(Point labeling items)
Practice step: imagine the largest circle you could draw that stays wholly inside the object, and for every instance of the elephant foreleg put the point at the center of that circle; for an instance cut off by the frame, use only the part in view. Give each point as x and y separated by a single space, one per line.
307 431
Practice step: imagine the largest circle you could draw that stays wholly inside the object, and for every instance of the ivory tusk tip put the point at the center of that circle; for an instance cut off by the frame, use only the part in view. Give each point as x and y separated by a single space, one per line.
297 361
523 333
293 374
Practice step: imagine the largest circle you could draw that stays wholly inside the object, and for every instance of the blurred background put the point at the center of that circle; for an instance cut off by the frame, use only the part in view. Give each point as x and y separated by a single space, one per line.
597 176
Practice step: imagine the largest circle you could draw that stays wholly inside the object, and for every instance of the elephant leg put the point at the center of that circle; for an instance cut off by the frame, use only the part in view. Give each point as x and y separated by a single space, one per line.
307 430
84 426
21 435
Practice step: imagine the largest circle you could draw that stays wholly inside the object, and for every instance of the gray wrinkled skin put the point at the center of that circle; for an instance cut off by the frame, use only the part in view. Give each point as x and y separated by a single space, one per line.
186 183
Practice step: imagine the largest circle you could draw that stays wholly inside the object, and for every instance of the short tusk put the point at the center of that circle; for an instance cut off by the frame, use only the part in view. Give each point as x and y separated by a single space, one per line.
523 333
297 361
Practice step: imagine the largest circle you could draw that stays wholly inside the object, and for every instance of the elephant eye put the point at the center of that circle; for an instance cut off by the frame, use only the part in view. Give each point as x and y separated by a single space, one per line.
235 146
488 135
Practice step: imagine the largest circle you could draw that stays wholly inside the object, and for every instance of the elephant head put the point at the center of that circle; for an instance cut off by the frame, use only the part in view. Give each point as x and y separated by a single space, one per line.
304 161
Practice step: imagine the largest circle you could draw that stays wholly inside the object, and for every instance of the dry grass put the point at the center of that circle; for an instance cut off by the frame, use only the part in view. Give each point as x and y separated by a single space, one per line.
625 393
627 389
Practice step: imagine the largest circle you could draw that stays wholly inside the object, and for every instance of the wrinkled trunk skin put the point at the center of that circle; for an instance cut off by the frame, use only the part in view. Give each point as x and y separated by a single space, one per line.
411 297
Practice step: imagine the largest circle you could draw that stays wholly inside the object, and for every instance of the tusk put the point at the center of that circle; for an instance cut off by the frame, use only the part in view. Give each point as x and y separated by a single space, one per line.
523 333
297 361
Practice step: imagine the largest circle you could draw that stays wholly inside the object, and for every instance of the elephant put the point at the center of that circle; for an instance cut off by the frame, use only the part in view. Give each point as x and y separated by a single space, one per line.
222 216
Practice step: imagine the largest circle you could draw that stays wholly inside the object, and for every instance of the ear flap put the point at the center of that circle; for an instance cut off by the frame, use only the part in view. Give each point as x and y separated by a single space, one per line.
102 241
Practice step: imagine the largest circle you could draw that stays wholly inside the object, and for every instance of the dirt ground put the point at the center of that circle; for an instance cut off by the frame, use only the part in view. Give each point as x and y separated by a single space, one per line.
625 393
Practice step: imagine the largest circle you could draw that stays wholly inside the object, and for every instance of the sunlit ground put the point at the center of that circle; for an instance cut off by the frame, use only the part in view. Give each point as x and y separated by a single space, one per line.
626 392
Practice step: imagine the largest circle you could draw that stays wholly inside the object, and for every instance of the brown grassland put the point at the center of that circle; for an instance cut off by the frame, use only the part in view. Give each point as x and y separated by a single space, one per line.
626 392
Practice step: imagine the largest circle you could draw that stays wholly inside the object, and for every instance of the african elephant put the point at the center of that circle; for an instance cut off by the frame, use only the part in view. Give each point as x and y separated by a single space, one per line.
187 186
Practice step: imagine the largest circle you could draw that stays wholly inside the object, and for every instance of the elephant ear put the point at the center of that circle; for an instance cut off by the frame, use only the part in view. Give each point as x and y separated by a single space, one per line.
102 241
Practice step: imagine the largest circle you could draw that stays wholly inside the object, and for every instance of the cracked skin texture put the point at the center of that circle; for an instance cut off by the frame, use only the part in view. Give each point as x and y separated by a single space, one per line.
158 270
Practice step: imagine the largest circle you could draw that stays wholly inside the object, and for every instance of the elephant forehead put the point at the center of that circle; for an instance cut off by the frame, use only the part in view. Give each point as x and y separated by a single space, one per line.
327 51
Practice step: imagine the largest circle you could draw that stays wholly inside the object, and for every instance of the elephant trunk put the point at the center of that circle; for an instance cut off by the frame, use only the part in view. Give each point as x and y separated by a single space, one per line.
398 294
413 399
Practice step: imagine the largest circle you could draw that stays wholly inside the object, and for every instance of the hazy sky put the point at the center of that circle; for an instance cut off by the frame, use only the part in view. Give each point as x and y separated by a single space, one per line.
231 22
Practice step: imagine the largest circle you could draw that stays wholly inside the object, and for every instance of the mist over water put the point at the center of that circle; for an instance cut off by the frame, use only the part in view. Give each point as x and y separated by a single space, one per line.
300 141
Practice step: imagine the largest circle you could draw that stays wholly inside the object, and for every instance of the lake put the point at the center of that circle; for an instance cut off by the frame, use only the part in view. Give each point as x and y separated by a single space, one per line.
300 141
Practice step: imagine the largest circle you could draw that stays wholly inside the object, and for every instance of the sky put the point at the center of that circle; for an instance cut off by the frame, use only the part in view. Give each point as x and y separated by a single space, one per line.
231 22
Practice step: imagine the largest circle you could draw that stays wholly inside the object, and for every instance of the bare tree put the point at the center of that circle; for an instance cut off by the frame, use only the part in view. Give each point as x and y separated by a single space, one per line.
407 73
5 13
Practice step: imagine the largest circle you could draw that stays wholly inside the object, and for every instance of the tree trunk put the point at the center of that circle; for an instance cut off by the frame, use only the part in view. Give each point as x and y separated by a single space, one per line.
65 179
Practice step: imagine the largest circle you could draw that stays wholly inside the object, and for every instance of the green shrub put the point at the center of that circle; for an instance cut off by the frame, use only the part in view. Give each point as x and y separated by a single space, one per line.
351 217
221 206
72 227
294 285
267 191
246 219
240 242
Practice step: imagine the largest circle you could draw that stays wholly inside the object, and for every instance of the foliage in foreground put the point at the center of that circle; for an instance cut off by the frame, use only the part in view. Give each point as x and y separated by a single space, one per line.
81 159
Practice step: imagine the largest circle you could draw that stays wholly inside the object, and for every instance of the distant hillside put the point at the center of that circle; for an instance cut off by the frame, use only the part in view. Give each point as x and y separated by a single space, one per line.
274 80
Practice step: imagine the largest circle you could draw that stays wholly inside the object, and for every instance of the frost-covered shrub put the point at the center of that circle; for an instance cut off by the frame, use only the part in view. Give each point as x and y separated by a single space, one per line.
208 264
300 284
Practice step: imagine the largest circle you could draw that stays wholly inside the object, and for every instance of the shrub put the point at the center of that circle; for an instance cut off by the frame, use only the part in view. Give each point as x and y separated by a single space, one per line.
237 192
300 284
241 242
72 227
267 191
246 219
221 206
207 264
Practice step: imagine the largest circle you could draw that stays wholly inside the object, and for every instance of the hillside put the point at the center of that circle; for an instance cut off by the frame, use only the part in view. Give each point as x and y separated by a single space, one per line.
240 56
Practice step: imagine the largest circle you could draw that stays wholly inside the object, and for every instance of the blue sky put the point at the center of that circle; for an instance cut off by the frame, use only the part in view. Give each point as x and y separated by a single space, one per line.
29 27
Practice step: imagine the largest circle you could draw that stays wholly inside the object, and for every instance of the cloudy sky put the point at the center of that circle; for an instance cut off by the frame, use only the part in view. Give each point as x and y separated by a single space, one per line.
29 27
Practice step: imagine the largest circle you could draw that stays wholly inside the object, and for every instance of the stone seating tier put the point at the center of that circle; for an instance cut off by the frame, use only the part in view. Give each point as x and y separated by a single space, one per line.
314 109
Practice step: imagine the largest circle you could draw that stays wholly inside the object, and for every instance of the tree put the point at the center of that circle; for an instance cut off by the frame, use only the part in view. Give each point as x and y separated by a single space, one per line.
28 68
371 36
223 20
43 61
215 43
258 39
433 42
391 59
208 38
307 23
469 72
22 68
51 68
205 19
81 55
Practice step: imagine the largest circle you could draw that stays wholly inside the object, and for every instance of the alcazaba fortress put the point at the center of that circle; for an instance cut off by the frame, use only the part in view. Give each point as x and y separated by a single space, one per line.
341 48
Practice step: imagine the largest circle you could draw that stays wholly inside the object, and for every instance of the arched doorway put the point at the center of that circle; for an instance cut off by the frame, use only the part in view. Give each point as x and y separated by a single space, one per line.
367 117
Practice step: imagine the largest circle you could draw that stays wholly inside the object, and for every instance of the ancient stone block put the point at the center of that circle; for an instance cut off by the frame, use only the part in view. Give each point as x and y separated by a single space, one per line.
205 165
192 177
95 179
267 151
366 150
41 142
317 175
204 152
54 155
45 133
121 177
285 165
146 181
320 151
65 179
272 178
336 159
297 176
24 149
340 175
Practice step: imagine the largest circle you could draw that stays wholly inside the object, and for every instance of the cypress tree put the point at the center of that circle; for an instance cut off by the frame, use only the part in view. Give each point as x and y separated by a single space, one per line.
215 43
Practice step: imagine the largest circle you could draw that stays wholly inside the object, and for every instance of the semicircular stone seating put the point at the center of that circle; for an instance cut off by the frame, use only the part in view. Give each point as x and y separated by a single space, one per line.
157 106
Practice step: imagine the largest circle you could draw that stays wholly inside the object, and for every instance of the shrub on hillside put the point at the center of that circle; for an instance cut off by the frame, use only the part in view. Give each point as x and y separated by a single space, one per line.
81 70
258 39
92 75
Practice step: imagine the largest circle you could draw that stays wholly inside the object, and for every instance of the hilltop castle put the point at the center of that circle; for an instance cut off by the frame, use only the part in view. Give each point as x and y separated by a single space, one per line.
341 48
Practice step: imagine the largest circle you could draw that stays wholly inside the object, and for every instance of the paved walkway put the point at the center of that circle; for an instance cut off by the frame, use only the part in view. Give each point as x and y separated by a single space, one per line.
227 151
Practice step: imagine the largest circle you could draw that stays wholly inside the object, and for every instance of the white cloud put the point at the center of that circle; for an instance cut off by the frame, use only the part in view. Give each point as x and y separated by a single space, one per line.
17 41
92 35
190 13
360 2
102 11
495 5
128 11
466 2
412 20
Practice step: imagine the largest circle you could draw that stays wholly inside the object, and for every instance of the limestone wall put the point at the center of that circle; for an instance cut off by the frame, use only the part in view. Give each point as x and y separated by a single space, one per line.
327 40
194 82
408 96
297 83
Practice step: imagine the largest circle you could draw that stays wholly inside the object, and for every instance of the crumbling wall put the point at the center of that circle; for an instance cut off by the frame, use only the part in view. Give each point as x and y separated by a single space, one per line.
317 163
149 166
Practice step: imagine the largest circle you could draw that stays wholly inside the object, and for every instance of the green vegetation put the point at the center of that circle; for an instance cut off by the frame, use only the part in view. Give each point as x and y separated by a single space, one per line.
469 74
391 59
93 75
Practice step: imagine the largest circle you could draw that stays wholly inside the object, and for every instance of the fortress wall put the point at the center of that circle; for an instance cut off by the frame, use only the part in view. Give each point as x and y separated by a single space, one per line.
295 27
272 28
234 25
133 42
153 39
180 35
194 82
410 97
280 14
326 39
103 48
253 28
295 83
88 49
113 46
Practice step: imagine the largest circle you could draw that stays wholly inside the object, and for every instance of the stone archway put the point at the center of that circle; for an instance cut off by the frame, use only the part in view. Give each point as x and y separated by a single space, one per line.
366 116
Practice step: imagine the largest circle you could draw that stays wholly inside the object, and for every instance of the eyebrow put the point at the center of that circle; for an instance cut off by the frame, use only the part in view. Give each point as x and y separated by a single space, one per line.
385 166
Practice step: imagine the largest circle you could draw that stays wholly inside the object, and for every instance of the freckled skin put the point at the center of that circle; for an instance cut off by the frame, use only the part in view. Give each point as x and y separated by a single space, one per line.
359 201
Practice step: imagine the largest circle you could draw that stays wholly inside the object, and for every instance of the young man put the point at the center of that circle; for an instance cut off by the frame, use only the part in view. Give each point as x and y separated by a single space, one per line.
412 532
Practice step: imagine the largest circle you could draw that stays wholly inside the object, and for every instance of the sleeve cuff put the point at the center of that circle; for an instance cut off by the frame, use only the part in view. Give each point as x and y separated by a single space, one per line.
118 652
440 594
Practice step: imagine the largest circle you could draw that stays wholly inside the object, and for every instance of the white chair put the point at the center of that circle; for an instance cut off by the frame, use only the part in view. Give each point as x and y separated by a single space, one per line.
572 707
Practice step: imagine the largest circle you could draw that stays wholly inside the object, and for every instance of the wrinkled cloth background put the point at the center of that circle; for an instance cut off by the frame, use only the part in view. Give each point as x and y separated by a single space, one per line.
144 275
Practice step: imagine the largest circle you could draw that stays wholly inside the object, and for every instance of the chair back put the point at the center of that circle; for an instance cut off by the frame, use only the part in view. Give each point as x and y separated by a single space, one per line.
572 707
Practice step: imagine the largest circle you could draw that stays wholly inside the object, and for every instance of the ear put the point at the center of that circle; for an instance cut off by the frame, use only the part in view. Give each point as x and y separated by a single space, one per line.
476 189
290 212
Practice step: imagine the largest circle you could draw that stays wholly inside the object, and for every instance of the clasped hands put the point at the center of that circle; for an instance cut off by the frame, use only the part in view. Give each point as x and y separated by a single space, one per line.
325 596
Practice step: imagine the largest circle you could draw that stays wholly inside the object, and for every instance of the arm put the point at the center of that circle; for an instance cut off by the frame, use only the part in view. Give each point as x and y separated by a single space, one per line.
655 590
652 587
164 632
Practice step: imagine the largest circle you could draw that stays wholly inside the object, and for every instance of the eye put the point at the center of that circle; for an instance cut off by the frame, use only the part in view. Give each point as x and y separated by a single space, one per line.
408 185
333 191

Requirement – Lay out as a numbered list every line of the items above, starting at the line that contains "of the chair" and ending at the last line of the items, with blank lines left out.

Written answer –
1. Practice step: imagine the largest circle you could draw that stays wholly inside the object, and for every instance of the chair back put the point at the center of that circle; for an instance cut off by the frame, use only the part in view. Give each point as x and y separated by a single space, one per line.
2. 572 707
3. Practice step: imagine the largest circle you could draw that stays wholly inside the object, and for every instance of the ear put the point at the center of that circle; for an instance cut off by the frame, use only the part in view. Give each point as x and y separated by a single space, one per line.
4. 476 189
5. 290 212
6. Practice step: imagine the largest circle you could draw that stays wholly inside the object, and for every instance of the clasped hands put the point at the center of that circle; for an instance cut off by the frame, use only the part in view. Give each point as x and y separated by a single space, one per line.
7. 325 596
8. Practice step: imagine the largest circle you could draw that stays wholly inside the object, and for every instance of the arm put the point at the center of that circle; for an instance cut off by the frame, use only the part in view. Give each point as x and y separated by a single space, one per line.
9. 655 590
10. 652 587
11. 164 632
12. Practice step: imagine the largest circle you could draw that stays wholly inside the object, and for every instance of the eye put the point at the center of that circle; for an instance cut off by the frame, use only the part in view. Give each point as x and y separated by a single space, one per line.
13. 408 185
14. 333 191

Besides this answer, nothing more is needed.